Segment Open

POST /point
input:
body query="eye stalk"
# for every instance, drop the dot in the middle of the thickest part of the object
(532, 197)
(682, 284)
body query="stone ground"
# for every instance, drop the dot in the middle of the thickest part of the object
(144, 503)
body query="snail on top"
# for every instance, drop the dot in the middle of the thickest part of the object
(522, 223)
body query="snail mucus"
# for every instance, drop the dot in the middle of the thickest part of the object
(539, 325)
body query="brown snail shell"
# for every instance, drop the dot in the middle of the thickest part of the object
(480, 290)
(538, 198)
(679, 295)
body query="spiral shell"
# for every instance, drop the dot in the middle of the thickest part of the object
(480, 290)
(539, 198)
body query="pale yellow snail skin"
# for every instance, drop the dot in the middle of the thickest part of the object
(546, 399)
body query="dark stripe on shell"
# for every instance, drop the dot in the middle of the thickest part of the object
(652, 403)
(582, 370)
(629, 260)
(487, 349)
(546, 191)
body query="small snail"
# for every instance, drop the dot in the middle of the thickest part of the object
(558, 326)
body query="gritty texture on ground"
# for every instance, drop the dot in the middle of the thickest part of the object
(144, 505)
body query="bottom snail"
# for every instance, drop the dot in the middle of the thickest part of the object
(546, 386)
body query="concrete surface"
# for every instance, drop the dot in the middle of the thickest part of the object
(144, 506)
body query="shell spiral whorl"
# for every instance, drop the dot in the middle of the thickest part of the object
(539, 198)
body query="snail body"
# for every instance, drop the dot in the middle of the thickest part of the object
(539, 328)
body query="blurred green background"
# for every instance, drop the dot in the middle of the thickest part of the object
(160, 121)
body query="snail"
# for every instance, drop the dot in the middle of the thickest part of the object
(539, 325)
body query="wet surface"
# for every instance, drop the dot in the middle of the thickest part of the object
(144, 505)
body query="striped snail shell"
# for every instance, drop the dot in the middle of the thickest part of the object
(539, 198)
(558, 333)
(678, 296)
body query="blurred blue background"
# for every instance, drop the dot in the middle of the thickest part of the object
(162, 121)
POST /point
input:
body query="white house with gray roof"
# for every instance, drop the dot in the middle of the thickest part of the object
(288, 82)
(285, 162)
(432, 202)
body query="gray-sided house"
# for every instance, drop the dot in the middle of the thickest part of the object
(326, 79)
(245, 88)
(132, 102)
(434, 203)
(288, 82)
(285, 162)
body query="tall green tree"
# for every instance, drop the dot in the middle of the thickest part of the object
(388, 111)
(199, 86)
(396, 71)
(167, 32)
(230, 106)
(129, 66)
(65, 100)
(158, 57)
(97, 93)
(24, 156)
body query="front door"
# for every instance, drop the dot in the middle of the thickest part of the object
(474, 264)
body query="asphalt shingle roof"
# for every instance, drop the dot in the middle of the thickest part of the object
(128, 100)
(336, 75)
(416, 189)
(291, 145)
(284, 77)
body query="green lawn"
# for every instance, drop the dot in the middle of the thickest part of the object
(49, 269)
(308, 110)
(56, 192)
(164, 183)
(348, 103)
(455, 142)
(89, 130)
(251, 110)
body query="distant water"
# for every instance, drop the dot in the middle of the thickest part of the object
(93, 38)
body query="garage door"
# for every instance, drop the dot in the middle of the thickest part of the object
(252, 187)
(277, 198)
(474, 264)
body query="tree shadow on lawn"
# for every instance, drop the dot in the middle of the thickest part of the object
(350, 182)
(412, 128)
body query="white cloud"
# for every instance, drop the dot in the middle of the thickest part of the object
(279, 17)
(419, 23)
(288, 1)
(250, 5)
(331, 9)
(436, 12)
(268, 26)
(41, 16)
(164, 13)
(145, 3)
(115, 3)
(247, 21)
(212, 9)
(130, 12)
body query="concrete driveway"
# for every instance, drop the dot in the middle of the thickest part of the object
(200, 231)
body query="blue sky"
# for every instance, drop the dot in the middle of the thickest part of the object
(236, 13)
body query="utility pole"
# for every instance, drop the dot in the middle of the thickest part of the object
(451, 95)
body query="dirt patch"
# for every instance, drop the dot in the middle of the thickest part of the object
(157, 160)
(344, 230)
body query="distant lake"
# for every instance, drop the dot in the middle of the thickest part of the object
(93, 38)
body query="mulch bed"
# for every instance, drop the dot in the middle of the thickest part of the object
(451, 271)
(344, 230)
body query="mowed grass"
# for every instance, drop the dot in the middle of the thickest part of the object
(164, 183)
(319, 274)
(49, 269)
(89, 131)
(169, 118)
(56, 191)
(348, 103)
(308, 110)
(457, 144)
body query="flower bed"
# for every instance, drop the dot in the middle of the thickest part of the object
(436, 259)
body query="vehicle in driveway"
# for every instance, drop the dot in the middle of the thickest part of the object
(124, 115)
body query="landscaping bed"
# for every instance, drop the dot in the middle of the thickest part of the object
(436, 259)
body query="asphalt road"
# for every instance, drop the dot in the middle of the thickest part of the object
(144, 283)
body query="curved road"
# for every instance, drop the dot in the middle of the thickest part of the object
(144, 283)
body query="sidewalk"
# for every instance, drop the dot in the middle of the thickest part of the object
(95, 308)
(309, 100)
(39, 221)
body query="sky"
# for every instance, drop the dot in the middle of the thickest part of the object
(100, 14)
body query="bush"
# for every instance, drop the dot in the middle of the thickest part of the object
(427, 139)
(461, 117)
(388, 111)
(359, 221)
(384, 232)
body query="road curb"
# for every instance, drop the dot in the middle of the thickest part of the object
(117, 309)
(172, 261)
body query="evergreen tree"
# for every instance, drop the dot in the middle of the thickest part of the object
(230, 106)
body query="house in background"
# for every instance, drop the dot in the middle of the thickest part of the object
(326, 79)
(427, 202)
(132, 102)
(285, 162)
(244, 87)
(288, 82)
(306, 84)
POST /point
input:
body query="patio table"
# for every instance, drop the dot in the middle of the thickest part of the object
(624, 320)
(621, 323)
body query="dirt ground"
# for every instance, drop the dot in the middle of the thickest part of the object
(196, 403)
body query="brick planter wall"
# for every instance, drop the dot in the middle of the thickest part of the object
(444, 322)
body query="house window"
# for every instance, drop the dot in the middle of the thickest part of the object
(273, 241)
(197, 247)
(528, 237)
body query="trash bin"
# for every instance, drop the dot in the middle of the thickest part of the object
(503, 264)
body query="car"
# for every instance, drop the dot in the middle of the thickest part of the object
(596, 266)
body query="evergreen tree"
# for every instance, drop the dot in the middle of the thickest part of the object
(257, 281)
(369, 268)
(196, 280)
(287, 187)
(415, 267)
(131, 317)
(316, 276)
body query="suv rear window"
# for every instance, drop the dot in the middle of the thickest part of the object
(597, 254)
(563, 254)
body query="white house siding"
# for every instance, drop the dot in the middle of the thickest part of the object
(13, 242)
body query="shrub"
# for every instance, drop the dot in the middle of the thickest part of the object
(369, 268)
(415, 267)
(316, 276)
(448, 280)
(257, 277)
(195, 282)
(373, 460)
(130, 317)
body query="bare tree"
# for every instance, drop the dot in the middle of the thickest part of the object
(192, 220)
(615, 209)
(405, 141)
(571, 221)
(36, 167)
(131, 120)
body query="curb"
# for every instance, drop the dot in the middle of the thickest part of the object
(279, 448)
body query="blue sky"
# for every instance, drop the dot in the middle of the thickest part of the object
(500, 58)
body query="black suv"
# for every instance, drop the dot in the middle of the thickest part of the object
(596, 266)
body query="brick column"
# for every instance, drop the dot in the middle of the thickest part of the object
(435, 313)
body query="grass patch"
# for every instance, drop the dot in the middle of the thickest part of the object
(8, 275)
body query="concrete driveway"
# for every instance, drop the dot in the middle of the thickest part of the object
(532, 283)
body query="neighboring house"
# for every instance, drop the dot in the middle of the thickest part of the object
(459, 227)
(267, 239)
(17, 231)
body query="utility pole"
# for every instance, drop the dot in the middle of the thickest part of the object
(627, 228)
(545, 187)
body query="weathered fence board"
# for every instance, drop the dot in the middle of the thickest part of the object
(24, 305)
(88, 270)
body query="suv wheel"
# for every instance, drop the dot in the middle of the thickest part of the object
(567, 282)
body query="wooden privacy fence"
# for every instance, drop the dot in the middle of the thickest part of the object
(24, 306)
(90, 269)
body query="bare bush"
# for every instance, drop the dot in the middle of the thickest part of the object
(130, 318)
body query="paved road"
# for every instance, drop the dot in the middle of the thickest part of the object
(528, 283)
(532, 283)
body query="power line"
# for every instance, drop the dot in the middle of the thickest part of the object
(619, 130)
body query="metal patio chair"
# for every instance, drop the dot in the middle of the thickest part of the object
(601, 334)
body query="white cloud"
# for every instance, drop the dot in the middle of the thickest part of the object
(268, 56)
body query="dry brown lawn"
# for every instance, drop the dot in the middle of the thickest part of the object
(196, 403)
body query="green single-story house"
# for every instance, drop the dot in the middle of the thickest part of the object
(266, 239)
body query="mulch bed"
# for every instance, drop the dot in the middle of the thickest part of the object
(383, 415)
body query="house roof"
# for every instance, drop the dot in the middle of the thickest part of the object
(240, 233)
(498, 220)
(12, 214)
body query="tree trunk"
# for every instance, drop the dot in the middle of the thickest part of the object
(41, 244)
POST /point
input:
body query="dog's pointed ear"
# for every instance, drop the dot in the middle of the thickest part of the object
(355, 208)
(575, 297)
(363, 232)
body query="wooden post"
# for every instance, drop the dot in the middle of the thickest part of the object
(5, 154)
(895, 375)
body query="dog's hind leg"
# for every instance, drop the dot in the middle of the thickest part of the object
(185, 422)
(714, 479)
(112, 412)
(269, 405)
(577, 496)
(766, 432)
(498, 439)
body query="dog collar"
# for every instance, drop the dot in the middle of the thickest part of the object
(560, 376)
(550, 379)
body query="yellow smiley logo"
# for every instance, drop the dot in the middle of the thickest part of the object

Segment Closed

* _Problem to solve_: From the records above, return each line that includes "distant".

* _Answer below_:
body query="distant water"
body query="distant lake"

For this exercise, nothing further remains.